> _WHAT TO WORK ON_:
(A) Reproduce the part of the post on the politics of Islamic law starting at "Wednesday, November 23, 2016" and ending at "the colonial encounter.".
(B) Decide whether each statement agrees with the post on the politics of Islamic law, answering yes or no and quoting the words that settle it: (i) The book comes out with the University of Chicago Press. (ii) Hussin compares India, Malaya, and Indonesia. (iii) The book holds that Islamic law is the shari'ah.

Wednesday, November 23, 2016

Hussin on Politics of Islamic Law

Out with the University of Chicago Press is The Politics of Islamic Law: Local Elites, Colonial Authority, and the Making of the Muslim State by Iza Hussin, University of Cambridge. From the publisher:
In The Politics of Islamic Law, Iza Hussin compares India, Malaya, and Egypt during the British colonial period in order to trace the making and transformation of the contemporary category of "Islamic law." She demonstrates that not only is Islamic law not the shari’ah, its present institutional forms, substantive content, symbolic vocabulary, and relationship to state and society—in short, its politics—are built upon foundations laid during the colonial encounter.

> _DATA SHOWN_:
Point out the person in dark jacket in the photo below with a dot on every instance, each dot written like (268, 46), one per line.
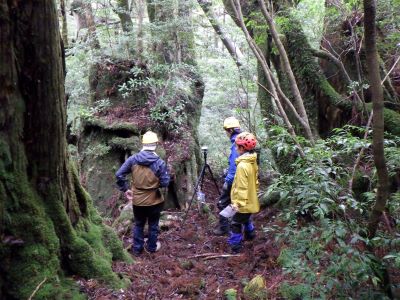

> _THE RESULTS_:
(A)
Wednesday, November 23, 2016

Hussin on Politics of Islamic Law

Out with the University of Chicago Press is The Politics of Islamic Law: Local Elites, Colonial Authority, and the Making of the Muslim State by Iza Hussin, University of Cambridge. From the publisher:
In The Politics of Islamic Law, Iza Hussin compares India, Malaya, and Egypt during the British colonial period in order to trace the making and transformation of the contemporary category of "Islamic law." She demonstrates that not only is Islamic law not the shari’ah, its present institutional forms, substantive content, symbolic vocabulary, and relationship to state and society—in short, its politics—are built upon foundations laid during the colonial encounter.

(B)
(i) Yes: "Out with the University of Chicago Press is The Politics of Islamic Law"
(ii) No: "compares India, Malaya, and Egypt during the British colonial period"
(iii) No: "not only is Islamic law not the shari’ah"